───── EXERCISE INPUT

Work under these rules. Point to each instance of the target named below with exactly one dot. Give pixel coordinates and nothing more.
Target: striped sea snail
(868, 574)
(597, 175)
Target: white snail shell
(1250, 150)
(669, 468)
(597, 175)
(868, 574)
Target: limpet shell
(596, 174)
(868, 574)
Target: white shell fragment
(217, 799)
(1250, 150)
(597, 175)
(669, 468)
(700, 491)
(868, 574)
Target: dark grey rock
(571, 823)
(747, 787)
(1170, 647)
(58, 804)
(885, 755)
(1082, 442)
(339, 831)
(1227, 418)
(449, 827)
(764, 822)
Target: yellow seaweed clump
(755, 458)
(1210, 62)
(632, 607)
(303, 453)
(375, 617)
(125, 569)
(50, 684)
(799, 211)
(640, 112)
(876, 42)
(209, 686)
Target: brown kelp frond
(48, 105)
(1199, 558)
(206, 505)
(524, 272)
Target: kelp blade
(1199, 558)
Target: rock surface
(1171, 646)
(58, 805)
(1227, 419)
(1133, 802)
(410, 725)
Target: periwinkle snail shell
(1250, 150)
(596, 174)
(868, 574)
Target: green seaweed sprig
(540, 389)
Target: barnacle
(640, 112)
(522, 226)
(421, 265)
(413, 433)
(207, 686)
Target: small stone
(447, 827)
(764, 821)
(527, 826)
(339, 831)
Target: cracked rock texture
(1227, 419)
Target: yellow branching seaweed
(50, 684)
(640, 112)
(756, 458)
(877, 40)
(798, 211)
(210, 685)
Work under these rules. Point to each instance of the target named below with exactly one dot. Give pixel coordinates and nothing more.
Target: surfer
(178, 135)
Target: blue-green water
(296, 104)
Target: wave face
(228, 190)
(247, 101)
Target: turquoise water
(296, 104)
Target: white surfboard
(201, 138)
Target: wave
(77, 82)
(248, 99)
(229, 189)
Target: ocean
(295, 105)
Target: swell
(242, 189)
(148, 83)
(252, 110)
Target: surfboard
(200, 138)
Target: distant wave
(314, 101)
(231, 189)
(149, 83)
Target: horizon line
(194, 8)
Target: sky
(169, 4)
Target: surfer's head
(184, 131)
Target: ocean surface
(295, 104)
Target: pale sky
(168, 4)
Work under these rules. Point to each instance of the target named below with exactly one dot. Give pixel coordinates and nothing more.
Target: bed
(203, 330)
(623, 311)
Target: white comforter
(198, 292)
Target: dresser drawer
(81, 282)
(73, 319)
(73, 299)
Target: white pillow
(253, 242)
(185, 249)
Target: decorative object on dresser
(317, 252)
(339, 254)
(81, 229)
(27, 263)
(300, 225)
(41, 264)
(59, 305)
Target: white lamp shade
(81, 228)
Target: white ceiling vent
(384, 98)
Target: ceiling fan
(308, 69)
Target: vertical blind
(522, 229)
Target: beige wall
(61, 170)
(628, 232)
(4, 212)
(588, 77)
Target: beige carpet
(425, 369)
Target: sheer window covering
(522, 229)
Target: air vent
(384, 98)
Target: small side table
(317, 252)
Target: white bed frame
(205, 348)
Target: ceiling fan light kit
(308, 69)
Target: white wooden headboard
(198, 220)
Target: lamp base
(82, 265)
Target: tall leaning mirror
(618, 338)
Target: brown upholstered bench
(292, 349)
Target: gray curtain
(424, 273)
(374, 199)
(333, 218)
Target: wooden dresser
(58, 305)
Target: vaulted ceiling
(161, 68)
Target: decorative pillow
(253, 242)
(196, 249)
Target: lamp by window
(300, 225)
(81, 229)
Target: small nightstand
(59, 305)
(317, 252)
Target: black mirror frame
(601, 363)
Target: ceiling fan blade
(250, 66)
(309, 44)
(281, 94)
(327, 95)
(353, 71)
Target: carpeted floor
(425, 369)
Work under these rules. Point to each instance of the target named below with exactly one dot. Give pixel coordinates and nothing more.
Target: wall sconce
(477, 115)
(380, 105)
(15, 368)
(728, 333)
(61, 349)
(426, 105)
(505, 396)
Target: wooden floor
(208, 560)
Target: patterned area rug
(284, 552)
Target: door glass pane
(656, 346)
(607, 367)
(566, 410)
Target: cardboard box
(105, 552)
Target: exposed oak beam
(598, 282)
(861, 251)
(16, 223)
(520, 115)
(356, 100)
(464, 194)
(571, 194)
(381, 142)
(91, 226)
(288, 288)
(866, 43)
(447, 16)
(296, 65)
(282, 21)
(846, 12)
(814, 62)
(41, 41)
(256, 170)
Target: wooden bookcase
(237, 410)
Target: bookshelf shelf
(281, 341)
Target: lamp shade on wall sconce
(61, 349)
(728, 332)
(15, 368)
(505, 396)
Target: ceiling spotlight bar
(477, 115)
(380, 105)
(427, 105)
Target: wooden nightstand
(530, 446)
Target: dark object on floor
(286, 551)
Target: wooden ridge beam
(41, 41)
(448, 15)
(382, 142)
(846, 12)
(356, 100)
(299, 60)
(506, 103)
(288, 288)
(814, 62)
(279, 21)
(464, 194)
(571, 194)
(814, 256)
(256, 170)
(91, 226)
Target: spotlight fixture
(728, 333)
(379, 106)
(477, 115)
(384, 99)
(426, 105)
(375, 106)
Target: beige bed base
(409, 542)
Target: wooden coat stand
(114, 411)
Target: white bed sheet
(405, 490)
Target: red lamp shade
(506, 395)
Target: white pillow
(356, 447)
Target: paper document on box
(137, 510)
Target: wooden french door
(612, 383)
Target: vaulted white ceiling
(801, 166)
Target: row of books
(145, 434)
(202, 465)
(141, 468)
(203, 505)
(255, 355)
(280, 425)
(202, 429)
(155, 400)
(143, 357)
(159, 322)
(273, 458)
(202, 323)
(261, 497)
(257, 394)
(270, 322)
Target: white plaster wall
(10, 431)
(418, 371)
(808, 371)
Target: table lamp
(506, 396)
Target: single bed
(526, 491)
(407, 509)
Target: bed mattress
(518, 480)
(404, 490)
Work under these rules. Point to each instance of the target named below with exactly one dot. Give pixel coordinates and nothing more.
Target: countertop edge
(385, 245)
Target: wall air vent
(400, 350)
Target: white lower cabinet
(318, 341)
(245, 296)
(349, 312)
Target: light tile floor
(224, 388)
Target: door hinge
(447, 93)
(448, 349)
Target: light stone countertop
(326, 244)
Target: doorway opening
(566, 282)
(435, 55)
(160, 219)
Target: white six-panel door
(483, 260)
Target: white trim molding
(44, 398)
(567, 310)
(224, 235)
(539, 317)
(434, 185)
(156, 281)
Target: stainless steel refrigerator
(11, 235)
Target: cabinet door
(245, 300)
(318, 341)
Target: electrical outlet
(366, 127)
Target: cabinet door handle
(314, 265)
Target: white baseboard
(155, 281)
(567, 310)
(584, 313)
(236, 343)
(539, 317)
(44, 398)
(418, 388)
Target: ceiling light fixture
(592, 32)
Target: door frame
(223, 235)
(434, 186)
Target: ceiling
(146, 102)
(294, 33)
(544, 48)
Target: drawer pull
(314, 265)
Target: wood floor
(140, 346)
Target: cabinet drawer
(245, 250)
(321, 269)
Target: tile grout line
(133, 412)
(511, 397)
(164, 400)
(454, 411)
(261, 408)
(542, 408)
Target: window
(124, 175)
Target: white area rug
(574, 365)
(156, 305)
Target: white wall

──────────

Output the listing above without altering a single character.

Work under these rules. Point to each instance of the target named below with exactly one dot. Give pixel coordinates and nothing more.
Target: striped sea snail
(868, 574)
(597, 175)
Target: white snail shell
(1250, 150)
(669, 468)
(597, 175)
(868, 574)
Target: limpet shell
(596, 174)
(868, 574)
Target: white shell fragment
(217, 799)
(1250, 150)
(597, 175)
(669, 468)
(700, 491)
(868, 574)
Target: dark grey rock
(571, 823)
(747, 787)
(1170, 647)
(58, 804)
(885, 755)
(1082, 442)
(339, 831)
(1227, 418)
(449, 827)
(764, 822)
Target: yellow seaweed clump
(755, 458)
(1210, 62)
(632, 607)
(303, 453)
(375, 617)
(125, 569)
(50, 684)
(799, 211)
(640, 112)
(876, 42)
(209, 686)
Target: brown kelp frond
(48, 105)
(1199, 558)
(206, 505)
(524, 272)
Target: kelp blade
(1199, 558)
Target: rock surface
(1171, 646)
(58, 805)
(1227, 419)
(1133, 802)
(410, 725)
Target: periwinkle snail shell
(1250, 150)
(596, 174)
(868, 574)
Target: green seaweed sprig
(540, 389)
Target: barnacle
(640, 112)
(522, 226)
(421, 265)
(413, 433)
(207, 686)
Target: small stone
(447, 827)
(764, 821)
(527, 826)
(339, 831)
Target: cracked rock texture
(1227, 419)
Target: yellow branching seaweed
(50, 684)
(640, 112)
(756, 458)
(877, 40)
(798, 211)
(210, 685)
Work under these rules. Point to each instance of the target named below with exactly one dot. Give pixel coordinates and nothing more.
Target: surfer
(178, 135)
Target: blue-green water
(296, 104)
Target: wave face
(228, 190)
(247, 101)
Target: turquoise water
(296, 104)
Target: white surfboard
(201, 138)
Target: wave
(77, 82)
(248, 99)
(229, 189)
Target: ocean
(295, 105)
Target: swell
(242, 189)
(148, 83)
(252, 110)
Target: surfboard
(200, 138)
Target: distant wave
(314, 101)
(231, 189)
(149, 83)
Target: horizon line
(194, 8)
Target: sky
(169, 4)
Target: surfer's head
(184, 131)
Target: ocean surface
(295, 104)
Target: pale sky
(168, 4)
Work under these rules. Point to each instance of the target named below with exactly one dot. Give pixel coordinates and nothing more.
Target: bed
(203, 330)
(623, 311)
Target: white comforter
(198, 292)
Target: dresser drawer
(81, 282)
(73, 319)
(73, 299)
Target: white pillow
(253, 242)
(185, 249)
Target: decorative object on dresser
(317, 252)
(339, 254)
(81, 229)
(27, 263)
(300, 225)
(41, 264)
(59, 305)
Target: white lamp shade
(81, 228)
Target: white ceiling vent
(384, 98)
Target: ceiling fan
(308, 69)
Target: vertical blind
(522, 229)
Target: beige wall
(61, 170)
(628, 232)
(4, 212)
(588, 77)
Target: beige carpet
(425, 369)
Target: sheer window covering
(522, 229)
Target: air vent
(384, 98)
Target: small side table
(317, 252)
Target: white bed frame
(205, 348)
Target: ceiling fan light kit
(308, 69)
Target: white wooden headboard
(198, 220)
Target: lamp base
(82, 265)
Target: tall leaning mirror
(618, 338)
Target: brown upholstered bench
(292, 349)
Target: gray curtain
(424, 273)
(374, 199)
(333, 218)
Target: wooden dresser
(58, 305)
Target: vaulted ceiling
(161, 68)
Target: decorative pillow
(253, 242)
(196, 249)
Target: lamp by window
(300, 225)
(81, 229)
Target: small nightstand
(59, 305)
(317, 252)
Target: black mirror frame
(601, 363)
Target: ceiling fan blade
(250, 66)
(309, 44)
(281, 94)
(327, 95)
(353, 71)
Target: carpeted floor
(425, 369)
Work under these rules. Point to each instance of the target named below with exactly one dot. Give pixel coordinates and nothing more.
Target: wall sconce
(477, 115)
(380, 105)
(15, 368)
(728, 333)
(61, 349)
(426, 105)
(505, 396)
Target: wooden floor
(208, 560)
Target: patterned area rug
(284, 552)
Target: door glass pane
(656, 346)
(607, 367)
(566, 410)
Target: cardboard box
(105, 552)
Target: exposed oak beam
(598, 282)
(861, 251)
(16, 223)
(520, 115)
(356, 100)
(464, 194)
(571, 194)
(381, 142)
(91, 226)
(288, 288)
(866, 43)
(447, 16)
(296, 65)
(282, 21)
(846, 12)
(814, 62)
(41, 41)
(256, 170)
Target: wooden bookcase
(237, 410)
Target: bookshelf shelf
(281, 341)
Target: lamp shade on wall sconce
(61, 349)
(728, 332)
(15, 368)
(505, 396)
Target: ceiling spotlight bar
(477, 115)
(380, 105)
(427, 105)
Target: wooden nightstand
(530, 446)
Target: dark object on floor
(286, 551)
Target: wooden ridge beam
(41, 41)
(448, 15)
(382, 142)
(846, 12)
(356, 100)
(299, 60)
(506, 103)
(288, 288)
(814, 62)
(279, 21)
(464, 194)
(571, 194)
(814, 256)
(256, 170)
(91, 226)
Target: spotlight fixture
(728, 333)
(379, 106)
(477, 115)
(384, 99)
(426, 105)
(375, 106)
Target: beige bed base
(409, 542)
Target: wooden coat stand
(114, 411)
Target: white bed sheet
(405, 490)
Target: red lamp shade
(506, 395)
Target: white pillow
(356, 447)
Target: paper document on box
(137, 510)
Target: wooden french door
(612, 383)
Target: vaulted white ceiling
(801, 166)
Target: row of books
(145, 434)
(202, 465)
(141, 468)
(203, 505)
(255, 355)
(280, 425)
(202, 429)
(155, 400)
(143, 357)
(159, 322)
(273, 458)
(202, 323)
(261, 497)
(257, 394)
(270, 322)
Target: white plaster wall
(10, 431)
(418, 371)
(808, 371)
Target: table lamp
(506, 396)
Target: single bed
(526, 491)
(407, 509)
Target: bed mattress
(518, 480)
(404, 490)
Work under these rules. Point to each instance of the target named below with exactly one dot. Give pixel coordinates and nothing more.
Target: countertop edge
(385, 245)
Target: wall air vent
(400, 350)
Target: white lower cabinet
(318, 341)
(245, 296)
(349, 312)
Target: light tile floor
(224, 388)
Target: door hinge
(447, 93)
(448, 349)
Target: light stone countertop
(326, 244)
Target: doorway opening
(566, 282)
(435, 55)
(160, 219)
Target: white six-panel door
(483, 260)
Target: white trim molding
(44, 398)
(567, 310)
(224, 235)
(539, 317)
(434, 185)
(156, 281)
Target: stainless steel refrigerator
(11, 235)
Target: cabinet door
(245, 300)
(318, 341)
Target: electrical outlet
(366, 127)
Target: cabinet door handle
(314, 265)
Target: white baseboard
(155, 281)
(567, 310)
(584, 313)
(236, 343)
(539, 317)
(44, 398)
(418, 388)
Target: ceiling light fixture
(592, 32)
Target: door frame
(223, 235)
(434, 186)
Target: ceiling
(146, 102)
(294, 33)
(544, 48)
Target: drawer pull
(314, 265)
Target: wood floor
(140, 346)
Target: cabinet drawer
(245, 250)
(321, 269)
Target: tile grout line
(133, 412)
(511, 397)
(164, 400)
(454, 411)
(261, 408)
(542, 408)
Target: window
(124, 175)
Target: white area rug
(574, 365)
(156, 305)
Target: white wall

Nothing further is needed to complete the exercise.